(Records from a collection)
(begin)

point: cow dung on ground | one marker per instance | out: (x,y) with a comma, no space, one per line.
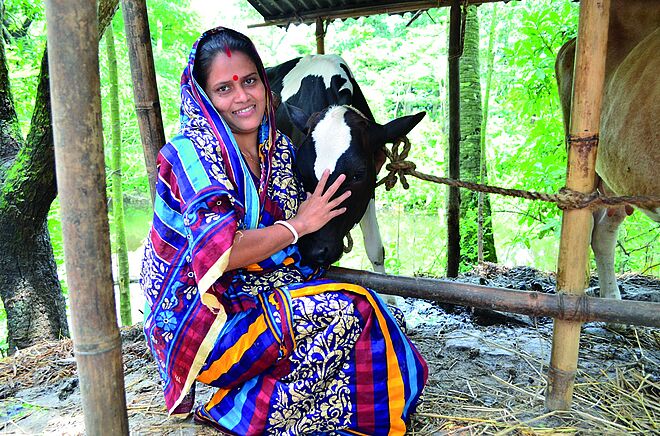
(487,373)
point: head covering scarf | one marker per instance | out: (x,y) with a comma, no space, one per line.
(205,193)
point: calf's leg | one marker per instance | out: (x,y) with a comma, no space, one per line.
(373,243)
(603,243)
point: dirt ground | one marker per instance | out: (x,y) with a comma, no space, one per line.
(487,374)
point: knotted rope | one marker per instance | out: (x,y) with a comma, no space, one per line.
(566,199)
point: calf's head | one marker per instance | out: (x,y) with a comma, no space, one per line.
(341,139)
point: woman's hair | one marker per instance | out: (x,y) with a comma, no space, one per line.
(223,40)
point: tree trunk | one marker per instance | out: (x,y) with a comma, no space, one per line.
(117,191)
(29,287)
(470,149)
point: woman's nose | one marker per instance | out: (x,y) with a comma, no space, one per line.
(241,94)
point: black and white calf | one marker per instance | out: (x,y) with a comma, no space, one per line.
(326,115)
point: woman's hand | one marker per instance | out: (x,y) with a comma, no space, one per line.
(319,207)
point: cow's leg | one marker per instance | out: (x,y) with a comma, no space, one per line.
(373,243)
(603,243)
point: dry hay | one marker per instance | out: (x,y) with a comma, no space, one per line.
(470,391)
(608,399)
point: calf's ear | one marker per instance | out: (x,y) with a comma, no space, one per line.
(399,127)
(297,116)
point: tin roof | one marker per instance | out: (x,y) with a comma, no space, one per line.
(284,12)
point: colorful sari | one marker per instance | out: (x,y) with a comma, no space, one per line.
(288,351)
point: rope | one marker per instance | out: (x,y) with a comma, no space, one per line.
(566,199)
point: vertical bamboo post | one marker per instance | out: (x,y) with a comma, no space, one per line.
(588,81)
(77,135)
(145,90)
(454,199)
(320,36)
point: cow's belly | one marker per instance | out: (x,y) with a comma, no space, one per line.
(629,154)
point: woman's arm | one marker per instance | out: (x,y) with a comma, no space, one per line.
(251,246)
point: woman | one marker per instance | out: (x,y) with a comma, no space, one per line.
(231,305)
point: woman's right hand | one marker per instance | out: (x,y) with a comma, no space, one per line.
(319,207)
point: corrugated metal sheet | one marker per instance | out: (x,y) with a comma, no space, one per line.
(283,12)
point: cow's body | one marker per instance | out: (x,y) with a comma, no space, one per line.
(312,84)
(628,153)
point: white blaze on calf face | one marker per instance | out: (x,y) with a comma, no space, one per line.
(332,137)
(324,66)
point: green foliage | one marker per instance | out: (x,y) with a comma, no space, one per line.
(25,22)
(402,69)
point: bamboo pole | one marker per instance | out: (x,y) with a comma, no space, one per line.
(145,90)
(320,36)
(581,176)
(80,168)
(454,197)
(559,306)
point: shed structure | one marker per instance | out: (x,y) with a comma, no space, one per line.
(99,361)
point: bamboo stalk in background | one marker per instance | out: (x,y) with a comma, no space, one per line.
(117,192)
(145,90)
(320,36)
(77,134)
(572,266)
(492,33)
(454,197)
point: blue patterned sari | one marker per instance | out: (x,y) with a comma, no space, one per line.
(288,351)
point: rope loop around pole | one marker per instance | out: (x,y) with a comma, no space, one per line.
(566,199)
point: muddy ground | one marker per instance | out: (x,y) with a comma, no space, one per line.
(487,374)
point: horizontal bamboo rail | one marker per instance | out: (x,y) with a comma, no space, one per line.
(558,306)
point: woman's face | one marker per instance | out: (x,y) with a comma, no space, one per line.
(236,91)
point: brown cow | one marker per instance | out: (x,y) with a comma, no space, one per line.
(628,160)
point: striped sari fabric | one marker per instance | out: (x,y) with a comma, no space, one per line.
(288,351)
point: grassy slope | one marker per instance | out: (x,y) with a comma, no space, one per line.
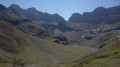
(35,51)
(46,53)
(12,42)
(106,58)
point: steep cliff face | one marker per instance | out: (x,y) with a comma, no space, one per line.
(99,15)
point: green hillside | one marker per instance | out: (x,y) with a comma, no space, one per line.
(107,58)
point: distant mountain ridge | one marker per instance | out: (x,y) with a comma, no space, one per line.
(35,15)
(99,15)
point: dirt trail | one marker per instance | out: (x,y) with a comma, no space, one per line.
(90,48)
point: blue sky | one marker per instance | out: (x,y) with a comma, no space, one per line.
(65,8)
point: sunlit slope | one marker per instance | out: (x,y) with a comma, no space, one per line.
(106,58)
(46,53)
(12,42)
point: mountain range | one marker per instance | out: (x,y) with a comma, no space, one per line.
(31,38)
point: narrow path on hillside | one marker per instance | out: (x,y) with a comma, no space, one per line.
(90,48)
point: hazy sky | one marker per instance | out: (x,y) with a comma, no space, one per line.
(65,8)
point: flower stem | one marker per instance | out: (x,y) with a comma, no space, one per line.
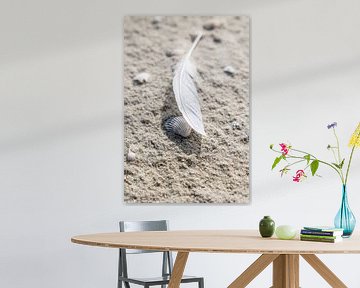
(348,168)
(313,158)
(350,159)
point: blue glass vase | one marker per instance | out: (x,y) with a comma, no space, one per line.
(345,219)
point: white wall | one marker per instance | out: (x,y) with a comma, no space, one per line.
(61,133)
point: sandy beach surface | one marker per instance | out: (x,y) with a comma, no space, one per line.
(163,167)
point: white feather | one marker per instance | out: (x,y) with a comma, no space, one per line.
(185,91)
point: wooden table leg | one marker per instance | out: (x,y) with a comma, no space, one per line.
(324,271)
(286,271)
(253,270)
(178,269)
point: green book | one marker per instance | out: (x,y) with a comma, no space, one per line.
(319,236)
(325,240)
(323,228)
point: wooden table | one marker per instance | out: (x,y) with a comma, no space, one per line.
(284,254)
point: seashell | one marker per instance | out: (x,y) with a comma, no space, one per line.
(178,126)
(130,156)
(175,52)
(141,78)
(230,70)
(211,25)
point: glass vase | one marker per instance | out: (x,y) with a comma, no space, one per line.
(345,219)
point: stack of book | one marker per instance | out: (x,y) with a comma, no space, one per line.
(321,234)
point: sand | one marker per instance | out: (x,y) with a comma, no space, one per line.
(166,168)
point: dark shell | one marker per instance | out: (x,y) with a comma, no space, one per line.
(178,126)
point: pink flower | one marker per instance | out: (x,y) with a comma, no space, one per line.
(284,148)
(300,174)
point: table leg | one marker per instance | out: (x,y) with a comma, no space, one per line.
(286,271)
(324,271)
(253,270)
(178,269)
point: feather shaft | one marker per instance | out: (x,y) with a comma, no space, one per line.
(185,91)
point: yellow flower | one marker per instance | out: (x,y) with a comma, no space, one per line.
(355,137)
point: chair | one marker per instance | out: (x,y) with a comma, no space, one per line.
(167,262)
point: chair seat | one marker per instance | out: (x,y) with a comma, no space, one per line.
(158,280)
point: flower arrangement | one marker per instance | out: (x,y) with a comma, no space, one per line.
(293,156)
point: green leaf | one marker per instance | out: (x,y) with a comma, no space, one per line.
(336,165)
(276,161)
(307,157)
(314,166)
(342,163)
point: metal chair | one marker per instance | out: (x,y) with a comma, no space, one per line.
(167,265)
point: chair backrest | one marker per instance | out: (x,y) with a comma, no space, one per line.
(134,226)
(137,226)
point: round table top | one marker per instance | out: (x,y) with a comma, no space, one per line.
(219,241)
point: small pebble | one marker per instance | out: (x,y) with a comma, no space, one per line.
(235,125)
(156,19)
(141,78)
(230,70)
(130,156)
(216,38)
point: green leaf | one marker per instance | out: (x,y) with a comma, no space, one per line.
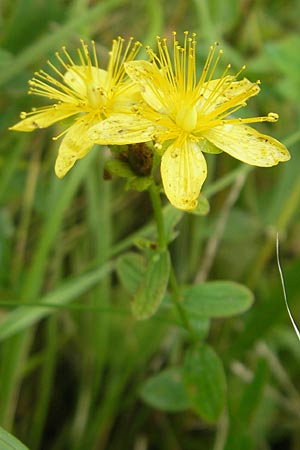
(131,269)
(216,299)
(205,381)
(9,442)
(152,289)
(24,316)
(252,395)
(166,391)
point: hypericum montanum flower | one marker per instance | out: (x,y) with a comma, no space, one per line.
(189,114)
(83,90)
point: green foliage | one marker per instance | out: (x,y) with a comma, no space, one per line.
(205,382)
(216,299)
(73,359)
(166,391)
(9,442)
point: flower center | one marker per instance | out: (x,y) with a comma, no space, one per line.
(186,118)
(95,95)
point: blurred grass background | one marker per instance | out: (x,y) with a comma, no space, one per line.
(70,373)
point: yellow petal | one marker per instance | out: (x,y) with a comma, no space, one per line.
(75,145)
(120,129)
(183,171)
(150,80)
(217,92)
(45,117)
(247,145)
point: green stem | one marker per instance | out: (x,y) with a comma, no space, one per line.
(159,218)
(163,244)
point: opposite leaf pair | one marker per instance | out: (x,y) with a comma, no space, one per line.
(161,100)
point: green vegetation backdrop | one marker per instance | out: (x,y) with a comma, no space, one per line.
(77,370)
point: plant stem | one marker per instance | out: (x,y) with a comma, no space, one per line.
(159,218)
(163,244)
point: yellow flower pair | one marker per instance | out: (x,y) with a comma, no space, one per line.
(161,100)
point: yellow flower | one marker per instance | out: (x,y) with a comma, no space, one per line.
(190,114)
(84,91)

(end)

Required task =>
Put the stretch from the line containing "point: plant stem" through the last line of the items into a numbered list, one line per entry, and skip any blank lines.

Answer to the exercise =>
1. point: plant stem | one marker per instance | out: (x,y) with a comma, no space, one per line.
2. (159,218)
3. (163,244)
4. point: yellow flower pair | one marker per instance | out: (x,y) with a comma, no space, one per line.
5. (161,100)
6. point: yellow flower | one marker per instance | out: (x,y) with a comma, no space, one per line.
7. (190,114)
8. (84,91)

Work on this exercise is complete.